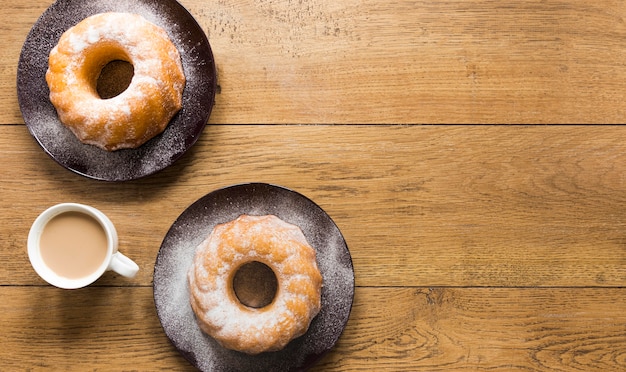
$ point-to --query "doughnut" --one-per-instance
(144, 108)
(230, 247)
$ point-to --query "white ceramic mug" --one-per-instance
(113, 260)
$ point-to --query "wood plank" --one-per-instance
(418, 205)
(435, 329)
(401, 61)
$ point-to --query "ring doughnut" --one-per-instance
(144, 108)
(284, 249)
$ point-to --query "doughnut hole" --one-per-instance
(255, 285)
(107, 70)
(114, 78)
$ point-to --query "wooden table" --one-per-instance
(499, 247)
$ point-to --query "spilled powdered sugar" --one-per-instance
(181, 133)
(193, 226)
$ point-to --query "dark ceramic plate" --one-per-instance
(160, 152)
(191, 228)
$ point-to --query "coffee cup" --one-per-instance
(71, 245)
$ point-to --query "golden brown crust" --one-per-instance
(139, 113)
(277, 244)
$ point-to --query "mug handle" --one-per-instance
(123, 265)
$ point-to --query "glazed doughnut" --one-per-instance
(144, 108)
(221, 314)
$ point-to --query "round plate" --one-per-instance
(192, 227)
(163, 150)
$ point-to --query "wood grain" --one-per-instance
(394, 329)
(401, 61)
(475, 248)
(418, 206)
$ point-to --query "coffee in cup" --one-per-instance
(71, 245)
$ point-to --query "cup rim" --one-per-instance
(34, 253)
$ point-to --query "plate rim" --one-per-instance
(195, 119)
(200, 202)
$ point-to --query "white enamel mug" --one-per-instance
(113, 259)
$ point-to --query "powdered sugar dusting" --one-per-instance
(192, 227)
(181, 133)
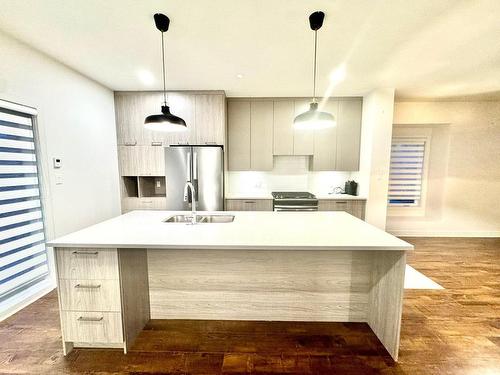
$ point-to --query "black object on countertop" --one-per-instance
(351, 188)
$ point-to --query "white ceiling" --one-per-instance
(424, 48)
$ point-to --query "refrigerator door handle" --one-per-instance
(195, 175)
(195, 166)
(188, 167)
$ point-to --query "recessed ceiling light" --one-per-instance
(146, 77)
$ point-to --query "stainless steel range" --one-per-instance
(294, 201)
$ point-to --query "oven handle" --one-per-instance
(277, 209)
(295, 206)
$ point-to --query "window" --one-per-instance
(407, 179)
(23, 255)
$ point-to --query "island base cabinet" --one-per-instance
(92, 327)
(103, 296)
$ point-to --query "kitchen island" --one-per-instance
(115, 276)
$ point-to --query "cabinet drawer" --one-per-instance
(92, 327)
(90, 295)
(249, 205)
(88, 263)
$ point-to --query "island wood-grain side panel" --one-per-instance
(260, 285)
(134, 292)
(386, 298)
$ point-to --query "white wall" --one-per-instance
(463, 195)
(290, 173)
(76, 123)
(376, 134)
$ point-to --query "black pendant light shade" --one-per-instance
(166, 121)
(312, 118)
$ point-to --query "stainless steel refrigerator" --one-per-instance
(203, 166)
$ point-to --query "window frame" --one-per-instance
(413, 134)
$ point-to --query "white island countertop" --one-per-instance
(250, 230)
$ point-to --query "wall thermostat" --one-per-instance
(57, 162)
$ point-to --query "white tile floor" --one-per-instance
(417, 280)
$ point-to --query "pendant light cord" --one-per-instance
(163, 69)
(314, 69)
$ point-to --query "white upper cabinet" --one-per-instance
(284, 113)
(210, 120)
(238, 133)
(303, 140)
(261, 128)
(348, 134)
(261, 135)
(325, 142)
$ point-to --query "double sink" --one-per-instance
(202, 219)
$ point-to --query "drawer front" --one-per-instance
(89, 264)
(90, 295)
(249, 205)
(92, 327)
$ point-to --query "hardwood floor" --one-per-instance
(451, 331)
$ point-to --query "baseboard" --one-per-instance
(25, 298)
(427, 233)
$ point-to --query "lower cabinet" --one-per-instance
(355, 207)
(249, 204)
(103, 298)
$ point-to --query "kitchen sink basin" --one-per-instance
(216, 218)
(203, 219)
(180, 219)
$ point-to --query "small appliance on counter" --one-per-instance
(294, 201)
(351, 188)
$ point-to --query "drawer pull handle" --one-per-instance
(85, 252)
(80, 286)
(87, 319)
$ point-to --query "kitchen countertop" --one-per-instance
(250, 230)
(269, 196)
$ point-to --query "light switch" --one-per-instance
(57, 162)
(59, 178)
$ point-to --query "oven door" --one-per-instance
(295, 207)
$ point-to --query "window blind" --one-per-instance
(406, 172)
(23, 255)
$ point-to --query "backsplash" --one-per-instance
(290, 173)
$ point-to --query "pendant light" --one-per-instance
(313, 118)
(166, 121)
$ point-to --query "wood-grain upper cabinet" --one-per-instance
(261, 135)
(284, 113)
(204, 114)
(209, 119)
(303, 140)
(325, 142)
(348, 134)
(131, 109)
(238, 114)
(141, 160)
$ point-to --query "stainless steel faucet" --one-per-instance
(187, 187)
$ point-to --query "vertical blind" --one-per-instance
(23, 255)
(405, 179)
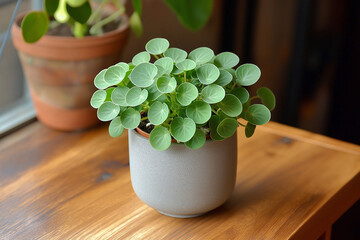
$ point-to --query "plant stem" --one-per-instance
(96, 14)
(241, 124)
(213, 110)
(166, 124)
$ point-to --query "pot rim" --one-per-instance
(147, 136)
(65, 48)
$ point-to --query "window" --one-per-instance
(15, 103)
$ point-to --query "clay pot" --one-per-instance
(181, 182)
(60, 72)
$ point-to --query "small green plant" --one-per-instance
(81, 18)
(184, 96)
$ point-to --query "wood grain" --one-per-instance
(291, 184)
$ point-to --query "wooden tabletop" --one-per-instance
(291, 184)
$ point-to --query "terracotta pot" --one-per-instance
(181, 182)
(60, 72)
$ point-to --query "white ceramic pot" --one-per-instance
(181, 182)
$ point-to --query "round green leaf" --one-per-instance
(197, 141)
(160, 138)
(143, 74)
(34, 26)
(99, 80)
(241, 93)
(213, 94)
(130, 118)
(108, 111)
(75, 3)
(98, 98)
(125, 66)
(258, 114)
(231, 105)
(199, 111)
(157, 46)
(186, 93)
(267, 97)
(176, 71)
(116, 129)
(182, 129)
(207, 73)
(226, 60)
(176, 54)
(213, 124)
(249, 129)
(118, 96)
(50, 6)
(153, 92)
(224, 79)
(227, 127)
(165, 65)
(114, 75)
(141, 57)
(247, 74)
(136, 96)
(186, 65)
(158, 113)
(166, 84)
(201, 55)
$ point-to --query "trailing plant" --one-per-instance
(185, 97)
(83, 20)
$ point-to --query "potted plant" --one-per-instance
(182, 112)
(62, 47)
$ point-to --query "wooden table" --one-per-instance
(291, 184)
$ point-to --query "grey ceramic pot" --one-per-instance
(181, 182)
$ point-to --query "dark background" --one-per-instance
(308, 52)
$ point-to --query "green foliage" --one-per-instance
(185, 97)
(79, 15)
(34, 26)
——
Pictures are to be left out; the records above must be repeated word for word.

$ point-to --query "doughnut" --one-per-instance
(144, 108)
(230, 247)
$ point-to --query "white ceramic mug" --one-per-instance
(113, 260)
$ point-to --query "wood plank" --one-per-instance
(418, 205)
(435, 329)
(401, 61)
$ point-to --query "ring doughnut" --one-per-instance
(144, 108)
(284, 249)
$ point-to --query "doughnut hole" --one-per-instance
(255, 285)
(107, 70)
(114, 78)
$ point-to --query "wooden table" --one-per-instance
(499, 247)
$ point-to --query "spilled powdered sugar" --one-per-instance
(181, 133)
(193, 226)
$ point-to --query "dark ceramic plate" --one-per-instance
(160, 152)
(191, 228)
$ point-to --query "coffee cup" --one-per-instance
(71, 245)
$ point-to --query "golden brown crust" --one-per-instance
(139, 113)
(277, 244)
$ point-to --query "mug handle" --one-per-instance
(123, 265)
$ point-to --query "glazed doughnut" --one-per-instance
(144, 108)
(221, 314)
$ point-to --query "round plate" --one-per-instance
(192, 227)
(163, 150)
$ point-to --query "wood grain" --one-per-instance
(394, 329)
(401, 61)
(475, 248)
(418, 206)
$ point-to --query "coffee in cup" --one-per-instance
(71, 245)
$ point-to --query "cup rim" --one-per-instance
(34, 253)
$ point-to --query "plate rim" --one-per-instance
(195, 119)
(200, 202)
$ point-to --query "white enamel mug" --one-per-instance
(113, 259)
$ point-to --query "powdered sugar dusting" --one-per-instance
(192, 227)
(181, 133)
$ point-to --query "black object on countertop" --one-per-instance
(351, 188)
$ point-to --query "white ceiling" --one-per-instance
(424, 48)
$ point-to --query "refrigerator door handle" --one-per-instance
(195, 175)
(195, 166)
(188, 167)
$ point-to --query "recessed ceiling light" --one-per-instance
(146, 77)
$ point-to --query "stainless steel range" --one-per-instance
(294, 201)
$ point-to --query "oven handle" --one-per-instance
(277, 209)
(295, 206)
$ point-to --query "window" --one-per-instance
(407, 179)
(23, 255)
$ point-to --query "island base cabinet" --one-per-instance
(92, 327)
(103, 296)
$ point-to --query "kitchen island" --one-per-instance
(115, 276)
$ point-to --query "cabinet drawer" --one-per-instance
(92, 327)
(90, 295)
(249, 205)
(88, 263)
$ point-to --query "island wood-grain side panel" --one-per-instance
(260, 285)
(134, 292)
(386, 298)
$ point-to --query "white wall" --one-per-instance
(463, 195)
(290, 173)
(76, 123)
(376, 134)
$ point-to --query "black pendant light shade" --one-per-instance
(166, 121)
(312, 118)
$ point-to --query "stainless steel refrigerator" --one-per-instance
(203, 166)
$ point-to --query "window frame" --one-per-instance
(413, 134)
$ point-to --query "white island countertop" --one-per-instance
(250, 230)
$ point-to --query "wall thermostat" --one-per-instance
(57, 162)
$ point-to --query "white tile floor" --one-per-instance
(417, 280)
$ point-to --query "pendant light cord" --one-per-instance
(163, 69)
(314, 69)
$ point-to --query "white upper cabinet" --one-per-instance
(284, 113)
(210, 120)
(238, 133)
(303, 140)
(261, 128)
(348, 134)
(261, 135)
(325, 142)
$ point-to --query "double sink" --one-per-instance
(202, 219)
$ point-to --query "drawer front" --one-per-instance
(89, 264)
(90, 295)
(249, 205)
(92, 327)
$ point-to --query "hardwood floor" --one-per-instance
(451, 331)
$ point-to --query "baseboard" --one-per-instance
(25, 298)
(427, 233)
$ point-to --query "lower cabinet" --one-per-instance
(355, 207)
(249, 204)
(103, 298)
$ point-to --query "kitchen sink basin" --one-per-instance
(216, 218)
(203, 219)
(180, 219)
$ point-to --query "small appliance on counter" --one-per-instance
(294, 201)
(351, 188)
$ point-to --query "drawer pull handle" --one-per-instance
(85, 252)
(80, 286)
(87, 319)
$ point-to --query "kitchen countertop" --one-per-instance
(250, 230)
(269, 196)
$ point-to --query "light switch" --one-per-instance
(57, 162)
(59, 178)
$ point-to --query "oven door" --one-per-instance
(295, 207)
$ point-to --query "window blind" --one-per-instance
(406, 172)
(23, 255)
$ point-to --query "backsplash" --one-per-instance
(290, 173)
$ point-to --query "pendant light" --one-per-instance
(313, 118)
(166, 121)
$ point-to --query "wood-grain upper cabinet" --one-per-instance
(261, 135)
(284, 113)
(204, 114)
(209, 119)
(303, 140)
(325, 142)
(348, 134)
(131, 109)
(238, 114)
(141, 160)
$ point-to --query "stainless steel faucet" --one-per-instance
(187, 187)
$ point-to --query "vertical blind" --one-per-instance
(23, 255)
(405, 179)
$ point-to --query "plant stem" --one-per-instance
(96, 14)
(241, 124)
(213, 110)
(166, 124)
$ point-to --query "pot rim" --one-per-instance
(147, 136)
(65, 48)
$ point-to --query "window" --one-per-instance
(15, 103)
$ point-to --query "clay pot" --one-per-instance
(181, 182)
(60, 72)
$ point-to --query "small green plant" --one-per-instance
(81, 18)
(184, 96)
$ point-to --query "wood grain" --one-per-instance
(291, 184)
$ point-to --query "wooden tabletop" --one-per-instance
(291, 184)
$ point-to --query "terracotta pot" --one-per-instance
(181, 182)
(60, 72)
$ point-to --query "white ceramic pot" --one-per-instance
(181, 182)
$ point-to --query "round green leaf" --one-per-instance
(197, 141)
(160, 138)
(143, 74)
(34, 26)
(99, 80)
(241, 93)
(213, 94)
(130, 118)
(108, 111)
(75, 3)
(98, 98)
(125, 66)
(258, 114)
(231, 105)
(199, 111)
(157, 46)
(186, 93)
(267, 97)
(176, 71)
(116, 129)
(182, 129)
(207, 73)
(226, 60)
(176, 54)
(213, 124)
(249, 129)
(118, 96)
(50, 6)
(153, 92)
(224, 79)
(227, 127)
(165, 65)
(114, 75)
(141, 57)
(247, 74)
(136, 96)
(186, 65)
(158, 113)
(166, 84)
(201, 55)
$ point-to --query "trailing plant" --one-per-instance
(185, 97)
(83, 20)
$ point-to --query "potted plant" --one-per-instance
(182, 112)
(62, 47)
$ point-to --query "wooden table" --one-per-instance
(291, 184)
$ point-to --query "grey ceramic pot" --one-per-instance
(181, 182)
$ point-to --query "dark background" --one-per-instance
(308, 52)
$ point-to --query "green foliage" --one-per-instance
(185, 97)
(79, 15)
(34, 26)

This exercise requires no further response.